» Exercise prompt: Convert the lines from the one containing "grassland in the photo above." through the one containing "(1157, 685)", both included, into a numbered list, leaving out any blank lines.

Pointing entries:
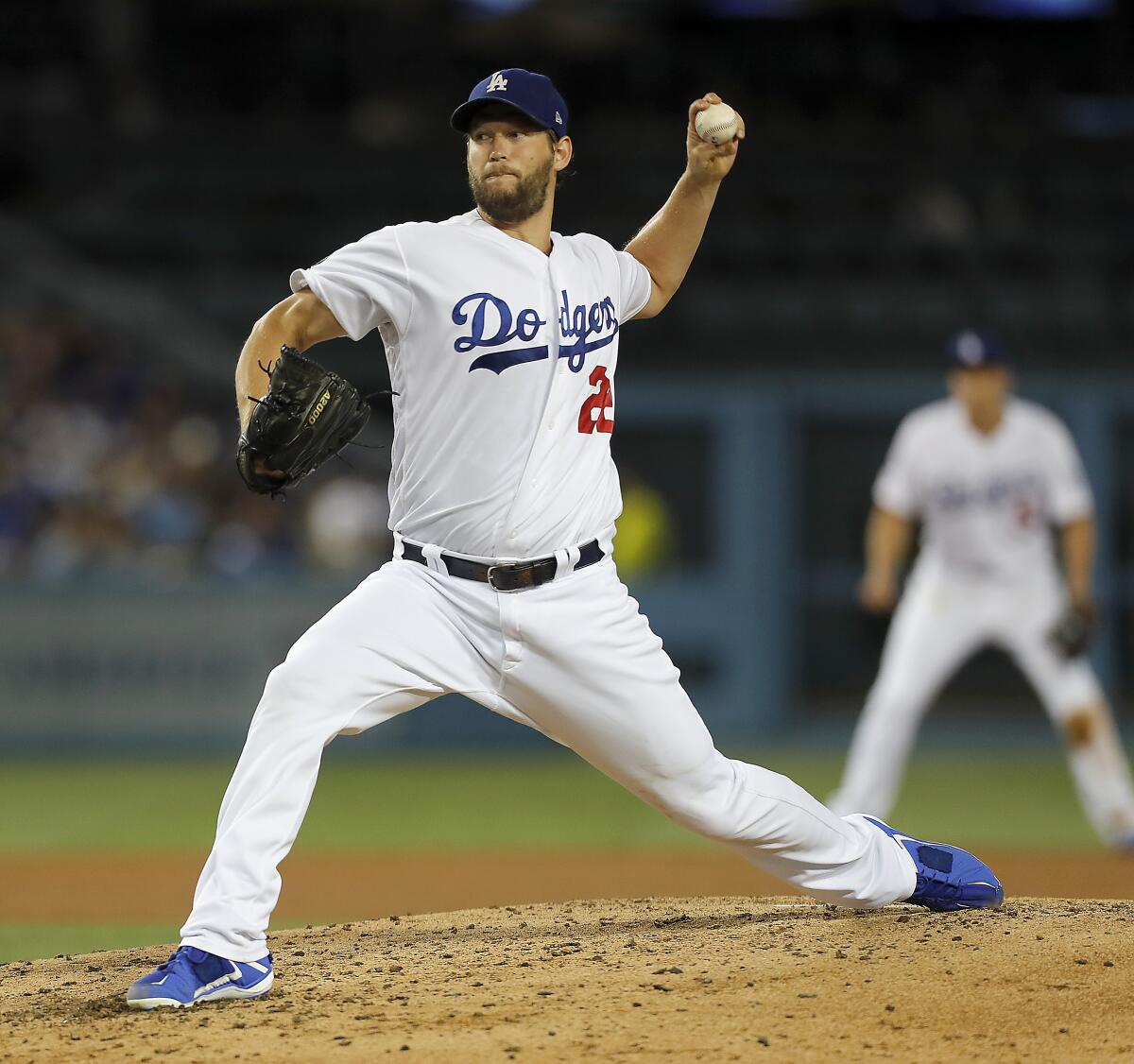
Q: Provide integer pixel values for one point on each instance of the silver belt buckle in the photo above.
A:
(525, 572)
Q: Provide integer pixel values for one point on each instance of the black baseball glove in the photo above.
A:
(1072, 633)
(307, 415)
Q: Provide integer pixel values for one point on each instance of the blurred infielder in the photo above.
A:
(503, 339)
(987, 475)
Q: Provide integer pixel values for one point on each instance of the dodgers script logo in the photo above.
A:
(491, 323)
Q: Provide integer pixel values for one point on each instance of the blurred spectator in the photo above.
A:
(346, 524)
(107, 471)
(645, 542)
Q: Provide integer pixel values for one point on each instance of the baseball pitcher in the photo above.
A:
(987, 475)
(503, 340)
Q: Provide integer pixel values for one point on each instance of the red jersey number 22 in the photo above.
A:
(593, 415)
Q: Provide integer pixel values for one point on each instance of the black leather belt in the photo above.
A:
(508, 575)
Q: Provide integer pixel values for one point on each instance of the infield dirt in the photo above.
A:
(679, 979)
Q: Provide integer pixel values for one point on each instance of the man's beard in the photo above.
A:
(515, 203)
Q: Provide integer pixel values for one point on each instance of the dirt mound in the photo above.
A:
(685, 979)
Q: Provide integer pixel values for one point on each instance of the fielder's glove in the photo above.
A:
(307, 415)
(1072, 633)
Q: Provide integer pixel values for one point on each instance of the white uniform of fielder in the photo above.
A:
(503, 355)
(986, 575)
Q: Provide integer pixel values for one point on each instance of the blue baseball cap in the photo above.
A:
(532, 94)
(970, 350)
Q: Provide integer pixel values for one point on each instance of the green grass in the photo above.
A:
(1019, 799)
(26, 940)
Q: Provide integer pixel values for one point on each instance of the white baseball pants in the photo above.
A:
(574, 660)
(940, 622)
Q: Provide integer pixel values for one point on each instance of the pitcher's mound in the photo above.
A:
(680, 979)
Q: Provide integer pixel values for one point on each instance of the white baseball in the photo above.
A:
(715, 124)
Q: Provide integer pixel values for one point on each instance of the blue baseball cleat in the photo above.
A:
(948, 878)
(191, 975)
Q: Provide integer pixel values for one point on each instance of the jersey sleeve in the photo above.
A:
(1069, 489)
(634, 284)
(896, 485)
(364, 284)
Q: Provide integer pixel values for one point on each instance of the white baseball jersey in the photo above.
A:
(503, 360)
(986, 576)
(987, 502)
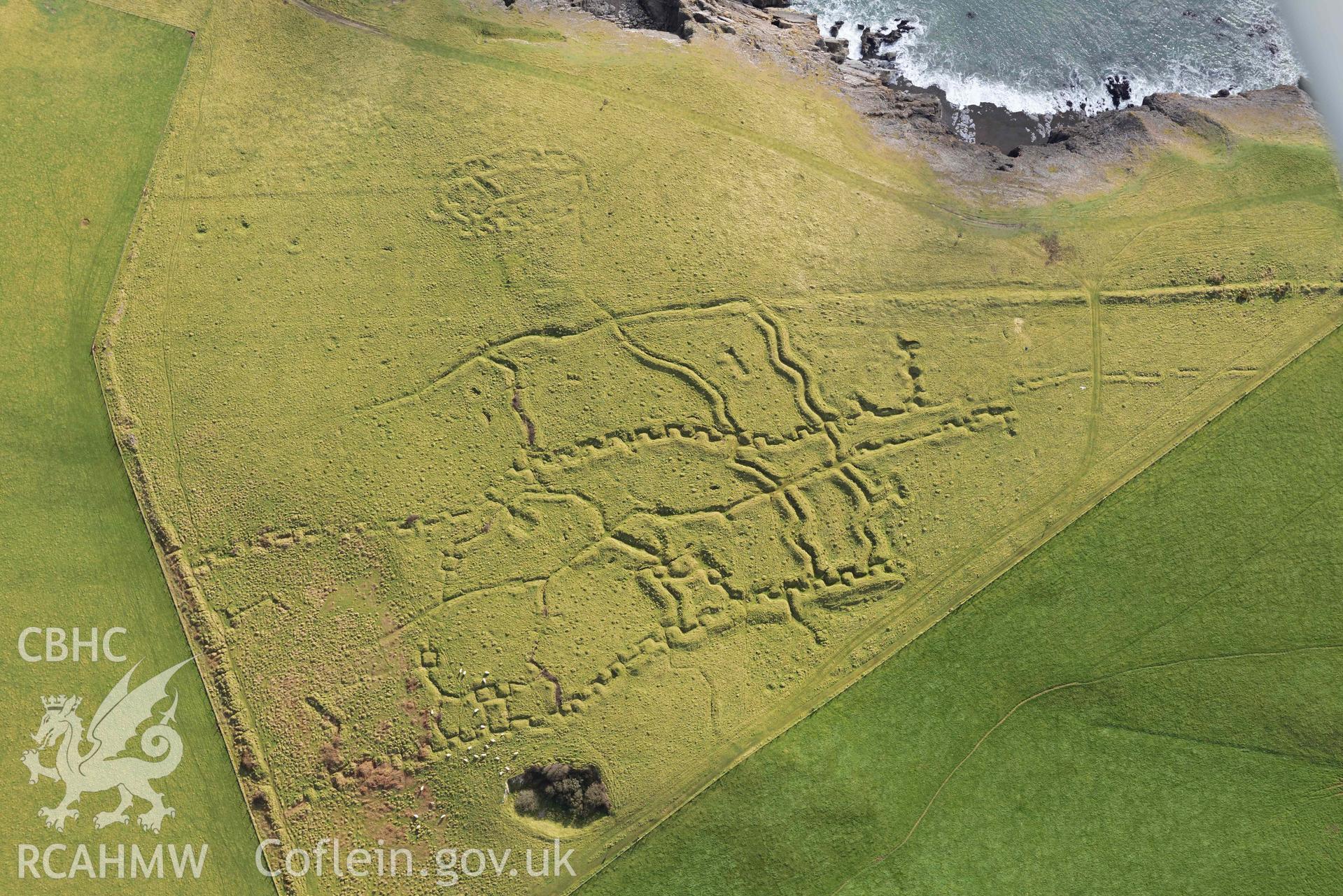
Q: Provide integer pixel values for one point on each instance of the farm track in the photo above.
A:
(805, 703)
(745, 744)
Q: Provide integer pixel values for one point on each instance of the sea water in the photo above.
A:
(1045, 57)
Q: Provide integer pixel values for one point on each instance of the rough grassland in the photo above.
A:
(86, 94)
(504, 390)
(1157, 685)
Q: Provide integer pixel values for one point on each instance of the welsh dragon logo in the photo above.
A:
(102, 766)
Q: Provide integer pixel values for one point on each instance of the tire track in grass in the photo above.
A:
(1056, 688)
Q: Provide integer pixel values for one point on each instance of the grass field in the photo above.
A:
(1144, 704)
(504, 390)
(85, 99)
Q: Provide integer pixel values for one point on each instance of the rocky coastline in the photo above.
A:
(1013, 157)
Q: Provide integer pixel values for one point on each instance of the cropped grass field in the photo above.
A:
(1144, 704)
(85, 99)
(504, 390)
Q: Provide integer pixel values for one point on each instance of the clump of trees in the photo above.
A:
(561, 790)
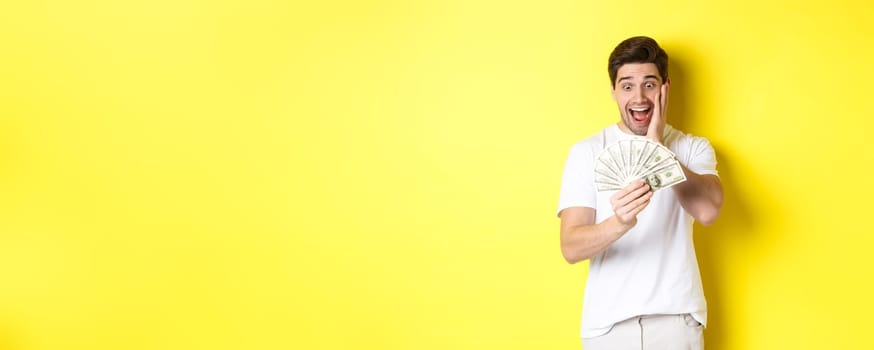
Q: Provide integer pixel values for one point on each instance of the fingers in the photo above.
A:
(663, 96)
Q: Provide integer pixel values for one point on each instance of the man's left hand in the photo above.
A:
(656, 129)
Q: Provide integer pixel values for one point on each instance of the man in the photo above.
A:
(644, 288)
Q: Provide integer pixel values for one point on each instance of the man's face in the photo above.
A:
(635, 90)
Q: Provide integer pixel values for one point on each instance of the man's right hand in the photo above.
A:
(630, 201)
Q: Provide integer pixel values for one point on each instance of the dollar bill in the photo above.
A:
(634, 159)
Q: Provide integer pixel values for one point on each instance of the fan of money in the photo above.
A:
(629, 160)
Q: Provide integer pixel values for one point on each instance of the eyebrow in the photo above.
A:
(644, 78)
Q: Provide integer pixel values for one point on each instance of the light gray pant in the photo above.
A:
(656, 332)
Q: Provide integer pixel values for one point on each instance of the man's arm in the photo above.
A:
(700, 196)
(582, 238)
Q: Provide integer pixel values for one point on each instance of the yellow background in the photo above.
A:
(261, 174)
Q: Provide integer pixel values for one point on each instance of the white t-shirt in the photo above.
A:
(652, 269)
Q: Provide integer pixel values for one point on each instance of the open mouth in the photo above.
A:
(640, 114)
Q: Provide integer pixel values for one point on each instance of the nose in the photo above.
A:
(639, 95)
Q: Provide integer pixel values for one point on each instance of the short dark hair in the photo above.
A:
(638, 49)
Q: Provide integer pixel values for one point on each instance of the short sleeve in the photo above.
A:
(702, 158)
(577, 183)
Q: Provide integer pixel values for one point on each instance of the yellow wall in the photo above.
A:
(383, 174)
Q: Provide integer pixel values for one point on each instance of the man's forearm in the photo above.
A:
(582, 242)
(700, 196)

» Completed exercise:
1. Q: Provide integer pixel values for one point on each instance of the rough grassland in the photo above.
2. A:
3. (86, 94)
4. (504, 390)
5. (1157, 685)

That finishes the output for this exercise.